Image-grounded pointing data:

########################################

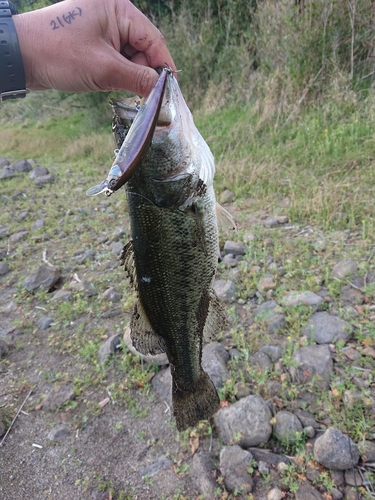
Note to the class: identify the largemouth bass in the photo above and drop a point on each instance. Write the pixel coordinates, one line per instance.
(172, 257)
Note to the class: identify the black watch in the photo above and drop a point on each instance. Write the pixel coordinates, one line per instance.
(12, 73)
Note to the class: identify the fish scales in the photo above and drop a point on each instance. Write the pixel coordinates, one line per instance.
(175, 251)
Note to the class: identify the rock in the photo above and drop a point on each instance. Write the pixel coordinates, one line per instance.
(246, 422)
(234, 248)
(4, 268)
(268, 457)
(44, 179)
(313, 362)
(323, 328)
(110, 346)
(226, 196)
(3, 348)
(234, 463)
(301, 298)
(287, 428)
(21, 166)
(266, 283)
(151, 470)
(157, 359)
(201, 472)
(368, 451)
(214, 360)
(275, 494)
(162, 385)
(225, 289)
(334, 450)
(58, 433)
(275, 352)
(344, 268)
(111, 295)
(58, 397)
(62, 296)
(353, 477)
(38, 172)
(351, 295)
(262, 360)
(307, 492)
(42, 278)
(44, 322)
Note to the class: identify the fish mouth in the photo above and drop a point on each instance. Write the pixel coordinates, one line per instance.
(138, 139)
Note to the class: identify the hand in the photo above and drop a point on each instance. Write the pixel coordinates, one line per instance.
(91, 45)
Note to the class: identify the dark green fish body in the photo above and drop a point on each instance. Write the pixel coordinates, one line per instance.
(173, 255)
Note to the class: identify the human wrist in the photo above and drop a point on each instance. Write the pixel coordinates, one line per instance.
(12, 74)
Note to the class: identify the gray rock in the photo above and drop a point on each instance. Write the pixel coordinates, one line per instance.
(44, 322)
(21, 166)
(110, 346)
(234, 248)
(334, 450)
(344, 268)
(4, 268)
(7, 173)
(111, 295)
(38, 172)
(151, 470)
(58, 397)
(307, 492)
(42, 278)
(3, 348)
(267, 456)
(58, 433)
(287, 428)
(350, 295)
(162, 385)
(62, 296)
(301, 298)
(275, 352)
(368, 451)
(324, 328)
(44, 179)
(201, 472)
(234, 463)
(4, 232)
(313, 362)
(275, 494)
(246, 422)
(226, 196)
(262, 360)
(225, 289)
(214, 360)
(266, 283)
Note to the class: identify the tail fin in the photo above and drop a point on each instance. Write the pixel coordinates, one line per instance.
(200, 404)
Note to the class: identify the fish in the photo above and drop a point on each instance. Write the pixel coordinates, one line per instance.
(172, 257)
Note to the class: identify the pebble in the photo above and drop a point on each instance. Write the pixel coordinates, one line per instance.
(44, 322)
(246, 422)
(323, 328)
(234, 464)
(301, 298)
(335, 451)
(110, 346)
(314, 362)
(43, 278)
(287, 428)
(344, 268)
(56, 398)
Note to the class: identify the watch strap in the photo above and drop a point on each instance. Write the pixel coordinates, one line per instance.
(12, 73)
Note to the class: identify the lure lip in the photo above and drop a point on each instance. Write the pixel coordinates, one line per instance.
(137, 142)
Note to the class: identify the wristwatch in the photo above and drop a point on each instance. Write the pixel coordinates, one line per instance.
(12, 73)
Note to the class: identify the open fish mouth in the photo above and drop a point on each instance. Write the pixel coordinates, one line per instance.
(137, 140)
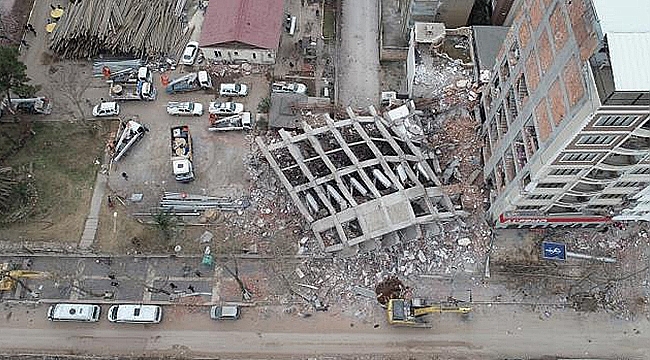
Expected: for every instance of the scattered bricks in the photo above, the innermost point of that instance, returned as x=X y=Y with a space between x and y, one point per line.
x=544 y=51
x=573 y=82
x=584 y=33
x=543 y=123
x=556 y=95
x=536 y=13
x=532 y=71
x=524 y=34
x=559 y=28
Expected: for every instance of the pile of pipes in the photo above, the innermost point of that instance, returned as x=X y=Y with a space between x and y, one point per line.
x=182 y=203
x=115 y=65
x=142 y=28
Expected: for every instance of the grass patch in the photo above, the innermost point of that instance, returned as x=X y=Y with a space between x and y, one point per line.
x=329 y=24
x=61 y=157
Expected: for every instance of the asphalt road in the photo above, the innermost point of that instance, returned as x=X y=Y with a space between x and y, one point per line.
x=490 y=333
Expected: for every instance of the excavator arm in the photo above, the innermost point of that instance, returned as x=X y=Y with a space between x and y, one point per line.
x=441 y=308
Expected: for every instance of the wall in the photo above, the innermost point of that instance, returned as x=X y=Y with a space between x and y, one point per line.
x=236 y=55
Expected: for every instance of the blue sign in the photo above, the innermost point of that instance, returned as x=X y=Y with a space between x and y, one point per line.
x=553 y=251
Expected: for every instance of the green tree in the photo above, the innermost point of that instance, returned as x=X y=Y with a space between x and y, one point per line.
x=13 y=75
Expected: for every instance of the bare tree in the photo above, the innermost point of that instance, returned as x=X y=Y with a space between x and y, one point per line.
x=71 y=82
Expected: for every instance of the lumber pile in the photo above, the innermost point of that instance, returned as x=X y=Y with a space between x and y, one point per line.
x=141 y=28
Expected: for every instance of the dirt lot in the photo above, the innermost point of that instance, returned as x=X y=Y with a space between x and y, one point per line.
x=218 y=160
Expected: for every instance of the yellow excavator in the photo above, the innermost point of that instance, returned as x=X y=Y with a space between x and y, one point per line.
x=402 y=312
x=9 y=278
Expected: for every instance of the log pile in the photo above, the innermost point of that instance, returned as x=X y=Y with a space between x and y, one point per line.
x=142 y=28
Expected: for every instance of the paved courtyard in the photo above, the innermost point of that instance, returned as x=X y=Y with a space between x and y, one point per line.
x=139 y=279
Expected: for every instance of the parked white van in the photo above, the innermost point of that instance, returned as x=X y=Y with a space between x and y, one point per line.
x=233 y=89
x=139 y=314
x=74 y=312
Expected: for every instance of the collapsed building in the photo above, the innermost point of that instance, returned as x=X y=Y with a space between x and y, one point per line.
x=362 y=178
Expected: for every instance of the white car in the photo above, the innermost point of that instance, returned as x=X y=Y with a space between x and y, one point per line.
x=284 y=87
x=190 y=53
x=227 y=108
x=135 y=314
x=110 y=108
x=187 y=108
x=226 y=312
x=233 y=89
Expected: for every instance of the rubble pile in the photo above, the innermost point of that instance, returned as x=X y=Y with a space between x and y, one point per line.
x=436 y=77
x=446 y=250
x=458 y=147
x=230 y=72
x=271 y=210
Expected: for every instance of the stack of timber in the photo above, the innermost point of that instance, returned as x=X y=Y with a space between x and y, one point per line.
x=142 y=28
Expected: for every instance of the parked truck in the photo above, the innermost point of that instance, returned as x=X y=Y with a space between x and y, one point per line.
x=132 y=75
x=241 y=121
x=37 y=105
x=190 y=82
x=130 y=133
x=182 y=153
x=142 y=90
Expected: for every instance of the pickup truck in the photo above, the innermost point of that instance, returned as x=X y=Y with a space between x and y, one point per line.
x=130 y=133
x=142 y=91
x=241 y=121
x=190 y=82
x=181 y=142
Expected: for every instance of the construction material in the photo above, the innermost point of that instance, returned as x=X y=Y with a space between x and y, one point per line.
x=181 y=142
x=182 y=202
x=144 y=28
x=191 y=82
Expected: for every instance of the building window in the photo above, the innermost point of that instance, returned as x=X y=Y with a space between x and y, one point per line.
x=514 y=53
x=611 y=196
x=505 y=70
x=565 y=172
x=512 y=105
x=529 y=207
x=540 y=197
x=578 y=157
x=522 y=89
x=550 y=185
x=628 y=184
x=616 y=120
x=596 y=140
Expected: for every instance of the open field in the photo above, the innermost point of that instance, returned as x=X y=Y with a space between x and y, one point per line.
x=62 y=158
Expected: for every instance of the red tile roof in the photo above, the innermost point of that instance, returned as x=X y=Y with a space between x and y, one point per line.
x=253 y=22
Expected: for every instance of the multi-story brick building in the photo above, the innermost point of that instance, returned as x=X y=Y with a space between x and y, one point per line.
x=566 y=114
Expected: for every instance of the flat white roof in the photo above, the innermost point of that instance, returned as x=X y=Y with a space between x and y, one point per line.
x=617 y=16
x=627 y=28
x=629 y=54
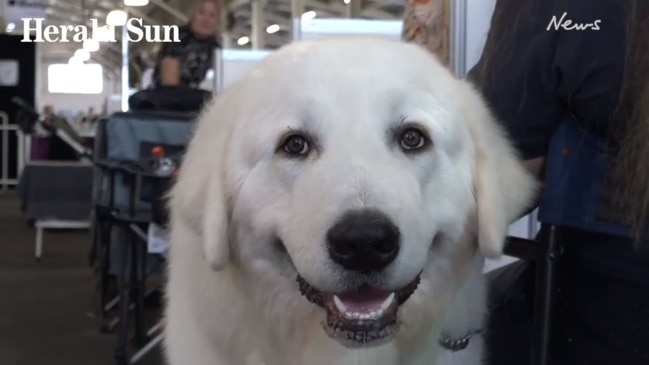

########################################

- _Task to complete_
Your answer must be exactly the lines from the one with "Expected: for every instance of the multi-story" through the last line of the entries, both included, with no pictures; please add nothing else.

- _Answer to the exercise_
Expected: for every instance of the multi-story brick building in the photo above, the innermost point of that instance, returned as x=X y=Y with a space between x and y, one point per line.
x=566 y=114
Expected: for every instance of the flat white roof in the photo above, the innermost point of that instance, returned as x=X y=Y with a space between x and y, one point per line.
x=617 y=16
x=627 y=28
x=629 y=54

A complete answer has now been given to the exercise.